> WHAT THE EXERCISE ASKS
After finding the line with "pixel 244 771" in the data below, set down exactly each line through the one with "One point per instance of the grassy", inclusive, and stop there.

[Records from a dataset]
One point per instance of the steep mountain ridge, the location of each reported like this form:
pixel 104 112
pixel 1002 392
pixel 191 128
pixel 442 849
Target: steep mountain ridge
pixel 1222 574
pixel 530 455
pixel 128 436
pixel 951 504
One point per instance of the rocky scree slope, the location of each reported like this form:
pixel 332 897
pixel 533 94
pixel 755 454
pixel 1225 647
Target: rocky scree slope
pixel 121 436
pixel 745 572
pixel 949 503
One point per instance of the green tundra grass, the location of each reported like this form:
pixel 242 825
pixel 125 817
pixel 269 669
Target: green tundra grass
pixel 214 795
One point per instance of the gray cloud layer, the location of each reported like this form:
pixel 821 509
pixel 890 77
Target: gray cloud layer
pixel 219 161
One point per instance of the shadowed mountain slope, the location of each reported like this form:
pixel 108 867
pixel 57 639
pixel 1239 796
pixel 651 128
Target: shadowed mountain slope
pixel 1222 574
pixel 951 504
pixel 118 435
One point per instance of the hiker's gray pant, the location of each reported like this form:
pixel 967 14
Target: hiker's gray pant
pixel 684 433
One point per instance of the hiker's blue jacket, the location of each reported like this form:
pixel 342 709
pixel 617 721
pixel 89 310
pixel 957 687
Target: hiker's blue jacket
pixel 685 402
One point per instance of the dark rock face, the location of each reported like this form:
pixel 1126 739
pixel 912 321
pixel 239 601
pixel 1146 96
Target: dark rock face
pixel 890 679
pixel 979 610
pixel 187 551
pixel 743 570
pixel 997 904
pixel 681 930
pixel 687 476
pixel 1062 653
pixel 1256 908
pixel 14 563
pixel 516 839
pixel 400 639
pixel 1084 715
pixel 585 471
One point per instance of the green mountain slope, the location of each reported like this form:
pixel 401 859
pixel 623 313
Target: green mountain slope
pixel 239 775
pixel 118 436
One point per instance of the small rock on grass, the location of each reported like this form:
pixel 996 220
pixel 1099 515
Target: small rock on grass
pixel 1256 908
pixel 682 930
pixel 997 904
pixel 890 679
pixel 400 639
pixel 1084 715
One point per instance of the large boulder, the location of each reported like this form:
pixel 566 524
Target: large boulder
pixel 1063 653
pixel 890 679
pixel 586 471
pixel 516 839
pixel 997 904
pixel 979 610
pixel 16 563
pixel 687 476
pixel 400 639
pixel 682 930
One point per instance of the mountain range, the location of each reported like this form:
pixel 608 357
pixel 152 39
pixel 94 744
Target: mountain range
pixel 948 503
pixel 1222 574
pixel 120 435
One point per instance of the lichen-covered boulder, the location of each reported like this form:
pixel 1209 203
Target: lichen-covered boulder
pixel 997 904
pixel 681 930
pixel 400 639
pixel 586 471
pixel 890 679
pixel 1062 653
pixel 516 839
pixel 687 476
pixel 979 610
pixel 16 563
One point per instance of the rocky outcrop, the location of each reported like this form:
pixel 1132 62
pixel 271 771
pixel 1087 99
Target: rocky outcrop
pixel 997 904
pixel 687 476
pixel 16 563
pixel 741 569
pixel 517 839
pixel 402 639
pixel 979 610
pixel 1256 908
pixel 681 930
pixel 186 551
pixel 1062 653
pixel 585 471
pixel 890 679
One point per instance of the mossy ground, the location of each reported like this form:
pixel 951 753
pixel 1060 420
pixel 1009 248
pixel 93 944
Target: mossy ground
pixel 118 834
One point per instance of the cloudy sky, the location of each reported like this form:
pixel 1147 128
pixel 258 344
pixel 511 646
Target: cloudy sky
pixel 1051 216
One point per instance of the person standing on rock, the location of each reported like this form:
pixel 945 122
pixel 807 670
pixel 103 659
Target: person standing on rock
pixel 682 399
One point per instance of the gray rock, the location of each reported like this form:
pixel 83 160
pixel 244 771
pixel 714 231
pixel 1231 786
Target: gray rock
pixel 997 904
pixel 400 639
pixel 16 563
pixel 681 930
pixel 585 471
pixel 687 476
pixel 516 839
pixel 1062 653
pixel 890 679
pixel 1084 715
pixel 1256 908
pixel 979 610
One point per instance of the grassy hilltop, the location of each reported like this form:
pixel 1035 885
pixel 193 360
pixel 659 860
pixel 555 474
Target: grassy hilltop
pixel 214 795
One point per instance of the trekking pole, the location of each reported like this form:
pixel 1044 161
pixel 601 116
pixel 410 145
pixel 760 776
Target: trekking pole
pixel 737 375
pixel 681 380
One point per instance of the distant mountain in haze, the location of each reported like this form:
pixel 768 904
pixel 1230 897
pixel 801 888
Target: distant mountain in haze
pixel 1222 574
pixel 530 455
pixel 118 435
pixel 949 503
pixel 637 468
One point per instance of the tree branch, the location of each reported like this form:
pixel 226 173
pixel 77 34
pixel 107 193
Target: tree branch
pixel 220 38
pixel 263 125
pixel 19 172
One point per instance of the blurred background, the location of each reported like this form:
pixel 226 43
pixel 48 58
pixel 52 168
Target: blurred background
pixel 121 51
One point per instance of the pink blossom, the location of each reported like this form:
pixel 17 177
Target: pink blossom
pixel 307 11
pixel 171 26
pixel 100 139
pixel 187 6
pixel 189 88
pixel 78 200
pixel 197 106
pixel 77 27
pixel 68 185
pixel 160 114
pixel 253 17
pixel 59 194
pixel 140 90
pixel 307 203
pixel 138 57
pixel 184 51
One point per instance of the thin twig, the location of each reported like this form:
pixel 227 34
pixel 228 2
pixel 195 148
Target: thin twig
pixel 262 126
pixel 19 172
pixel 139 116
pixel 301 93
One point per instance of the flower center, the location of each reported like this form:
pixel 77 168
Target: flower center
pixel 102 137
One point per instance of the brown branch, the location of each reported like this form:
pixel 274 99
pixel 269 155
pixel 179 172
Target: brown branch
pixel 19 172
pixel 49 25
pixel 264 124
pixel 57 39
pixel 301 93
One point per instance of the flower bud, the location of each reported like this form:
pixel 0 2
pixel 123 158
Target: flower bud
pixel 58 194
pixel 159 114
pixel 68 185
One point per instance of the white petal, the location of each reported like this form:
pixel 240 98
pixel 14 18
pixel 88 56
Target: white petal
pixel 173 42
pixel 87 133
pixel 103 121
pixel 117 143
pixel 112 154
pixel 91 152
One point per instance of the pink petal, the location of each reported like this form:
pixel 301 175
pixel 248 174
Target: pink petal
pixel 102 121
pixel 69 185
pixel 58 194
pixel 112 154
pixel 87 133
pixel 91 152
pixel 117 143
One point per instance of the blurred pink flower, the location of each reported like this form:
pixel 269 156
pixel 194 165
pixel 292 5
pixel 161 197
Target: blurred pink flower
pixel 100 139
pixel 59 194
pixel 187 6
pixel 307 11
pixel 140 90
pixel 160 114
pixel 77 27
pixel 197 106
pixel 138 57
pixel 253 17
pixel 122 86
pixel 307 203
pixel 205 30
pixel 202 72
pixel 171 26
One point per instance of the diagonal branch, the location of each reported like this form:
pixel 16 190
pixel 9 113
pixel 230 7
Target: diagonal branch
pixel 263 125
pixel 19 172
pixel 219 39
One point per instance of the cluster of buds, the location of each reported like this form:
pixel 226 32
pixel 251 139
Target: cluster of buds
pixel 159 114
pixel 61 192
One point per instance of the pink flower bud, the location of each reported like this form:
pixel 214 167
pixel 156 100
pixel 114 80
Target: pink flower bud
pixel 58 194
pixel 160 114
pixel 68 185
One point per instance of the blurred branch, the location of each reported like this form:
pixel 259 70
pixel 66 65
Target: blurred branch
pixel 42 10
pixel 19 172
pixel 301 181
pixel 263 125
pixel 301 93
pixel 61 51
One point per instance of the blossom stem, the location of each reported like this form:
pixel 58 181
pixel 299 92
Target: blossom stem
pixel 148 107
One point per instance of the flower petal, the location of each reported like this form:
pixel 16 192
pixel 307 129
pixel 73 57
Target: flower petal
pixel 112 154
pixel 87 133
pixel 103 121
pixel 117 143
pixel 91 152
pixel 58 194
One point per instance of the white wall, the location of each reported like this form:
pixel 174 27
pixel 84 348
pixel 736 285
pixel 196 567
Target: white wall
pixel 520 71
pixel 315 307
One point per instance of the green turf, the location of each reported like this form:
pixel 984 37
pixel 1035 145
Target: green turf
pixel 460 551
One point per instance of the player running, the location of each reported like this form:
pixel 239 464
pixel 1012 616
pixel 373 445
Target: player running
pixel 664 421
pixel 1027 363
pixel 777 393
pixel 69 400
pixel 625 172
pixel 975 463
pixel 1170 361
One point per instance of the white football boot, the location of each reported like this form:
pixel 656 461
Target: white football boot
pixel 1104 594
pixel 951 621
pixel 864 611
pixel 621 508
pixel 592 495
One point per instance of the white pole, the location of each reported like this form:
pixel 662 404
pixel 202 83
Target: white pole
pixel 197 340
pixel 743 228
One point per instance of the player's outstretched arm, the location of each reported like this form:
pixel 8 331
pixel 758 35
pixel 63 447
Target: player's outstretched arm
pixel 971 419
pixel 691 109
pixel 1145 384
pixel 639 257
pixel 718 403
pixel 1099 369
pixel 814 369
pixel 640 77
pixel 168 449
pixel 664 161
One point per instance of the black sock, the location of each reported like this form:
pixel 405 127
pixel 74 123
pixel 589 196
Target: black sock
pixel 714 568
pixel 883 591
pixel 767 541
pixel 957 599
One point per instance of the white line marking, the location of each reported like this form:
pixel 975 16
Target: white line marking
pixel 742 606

> WRITTEN ANSWER
pixel 244 771
pixel 714 231
pixel 1231 786
Target: gray rock
pixel 997 904
pixel 400 639
pixel 16 563
pixel 681 930
pixel 585 471
pixel 687 476
pixel 516 839
pixel 1062 653
pixel 890 679
pixel 1084 715
pixel 1256 908
pixel 979 610
One point per instance of the grassy hilltop, the location of each reported like this form:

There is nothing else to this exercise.